_EXERCISE_:
Answer these questions from the article on FMEA in automotive software development:
1. What three phases make up the safety lifecycle that ISO 26262 provides?
2. Which ASIL is the highest safety integrity level?
3. For software integration and testing at ASIL levels C and D, which two methods does ISO 26262 recommend?

SELECTED EXCERPT: Begin

FMEA in automotive software development using virtual prototyping, physical modeling and simulation

Automotive safety-critical systems are now so complex that it is no longer possible to develop and test their parts in isolation and expect smooth integration. Mechanical, electrical, electronic and software components need to be brought together as soon as possible to validate system behaviour. One reason for this is the increasing complexity of functional features, diagnostics and recovery mechanisms implemented as a combination of embedded software and electronic hardware.

Validating a safety-critical system requires developers to prove that it will work under the expected operational conditions and can also recover (within a time limit) from any fault in the system. This is practically impossible on conventional hardware prototypes or with in-the-loop methods.

Functional safety processes

The functional safety of a system depends on it working correctly in response to its inputs, including the safe management of likely operator errors, hardware failures and environmental changes. Any assessment of functional safety must examine the function of any component or subsystem in the context of the behaviour of the whole system.

The ISO 26262 standard

ISO 26262 is a functional safety standard for passenger vehicles that addresses hazards caused by malfunctioning electric and electronic safety systems. It focuses on the electrical/electronic programmable systems (EEPS), and requires assurance that functional safety extends to parts of the system that the EEPS activates, controls or monitors. The standard provides:

• An automotive-specific safety lifecycle of three phases: concept, product-development and post-production.
• An automotive-specific risk-based approach based on Automotive Safety Integrity Levels (or ASIL), which are defined in terms of severity, exposure, and controllability. ASIL D is the highest safety integrity level and ASIL A the lowest.
• Requirements and recommended methods for the validation of the safety levels, for the software, hardware and system.

[There’s more on the ISO 26262 and ASIL in this related piece.]     

System-level reference models

Part 4 of ISO 26262 defines a reference model (Figure 1) for system-level product development that involves both hardware and software. It starts by specifying the technical safety requirements, including the safety mechanism, from which the technical safety concept is derived. The technical safety concept and the system-design phase describe how the functional and safety requirements will be implemented. Single-point and multiple-point fault scenarios are analyzed and aspects such as fault-tolerant time interval, detection time, and fault reaction time, are described.

Safety analysis of the system is performed using both deductive methods such as fault tree analysis (FTA) and inductive methods such as fault mode and effect analysis (FMEA).

Another important part of this approach is the hardware/software interface (HSI) specification, which describes how hardware and software should interact according to the technical safety concept. This includes the hardware that runs the embedded software, and all the hardware it controls.

The reference model also defines integration, testing and validation at different levels: hardware/ software, system and vehicle. Different methods can be used to perform the validation, including simulation and prototyping methods. For software integration and testing, ISO 26262 recommends using both fault-injection testing and structural-coverage metrics for ASIL levels C and D.

SELECTED EXCERPT: End
DATA SECTION: Begin

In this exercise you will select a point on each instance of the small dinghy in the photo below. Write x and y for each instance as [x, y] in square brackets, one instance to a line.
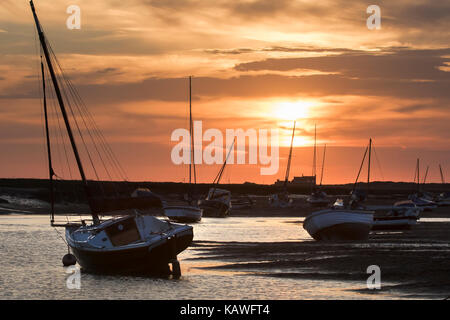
[186, 214]
[129, 242]
[343, 222]
[339, 224]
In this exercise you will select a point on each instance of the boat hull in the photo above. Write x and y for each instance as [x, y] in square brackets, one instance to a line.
[394, 223]
[145, 259]
[339, 225]
[184, 214]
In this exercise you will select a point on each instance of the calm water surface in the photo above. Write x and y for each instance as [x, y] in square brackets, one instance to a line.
[31, 252]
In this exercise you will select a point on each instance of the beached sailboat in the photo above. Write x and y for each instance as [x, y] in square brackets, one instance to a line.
[187, 213]
[351, 222]
[420, 198]
[122, 244]
[217, 203]
[282, 199]
[318, 197]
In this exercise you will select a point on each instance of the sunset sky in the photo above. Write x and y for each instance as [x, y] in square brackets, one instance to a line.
[255, 64]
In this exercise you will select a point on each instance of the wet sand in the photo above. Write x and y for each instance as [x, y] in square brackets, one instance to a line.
[415, 262]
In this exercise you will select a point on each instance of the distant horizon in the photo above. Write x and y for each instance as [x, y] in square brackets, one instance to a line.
[255, 65]
[226, 183]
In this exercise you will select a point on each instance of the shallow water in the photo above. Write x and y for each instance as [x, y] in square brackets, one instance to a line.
[31, 252]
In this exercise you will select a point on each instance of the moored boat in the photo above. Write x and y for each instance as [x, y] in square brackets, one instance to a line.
[343, 222]
[339, 224]
[217, 203]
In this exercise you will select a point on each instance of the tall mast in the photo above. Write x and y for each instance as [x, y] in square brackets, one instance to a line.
[49, 153]
[288, 168]
[418, 174]
[43, 41]
[323, 164]
[426, 174]
[360, 168]
[368, 166]
[314, 173]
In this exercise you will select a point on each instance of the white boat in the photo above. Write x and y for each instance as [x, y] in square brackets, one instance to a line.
[422, 202]
[342, 223]
[124, 244]
[187, 213]
[339, 224]
[217, 203]
[318, 199]
[242, 203]
[280, 200]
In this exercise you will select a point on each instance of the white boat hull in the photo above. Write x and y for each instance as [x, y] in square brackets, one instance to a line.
[141, 244]
[183, 213]
[394, 223]
[339, 225]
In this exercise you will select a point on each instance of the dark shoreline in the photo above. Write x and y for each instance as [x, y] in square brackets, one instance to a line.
[415, 263]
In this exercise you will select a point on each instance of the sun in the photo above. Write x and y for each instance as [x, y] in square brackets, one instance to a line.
[292, 110]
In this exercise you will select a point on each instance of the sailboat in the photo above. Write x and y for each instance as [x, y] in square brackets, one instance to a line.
[281, 199]
[122, 244]
[317, 197]
[187, 213]
[419, 198]
[347, 222]
[217, 203]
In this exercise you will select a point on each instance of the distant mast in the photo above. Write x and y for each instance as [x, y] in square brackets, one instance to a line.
[368, 167]
[323, 164]
[288, 168]
[51, 173]
[192, 148]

DATA SECTION: End

_ANSWER TO THIS EXERCISE_:
1. Concept, product-development and post-production.
2. ASIL D.
3. Fault-injection testing and structural-coverage metrics.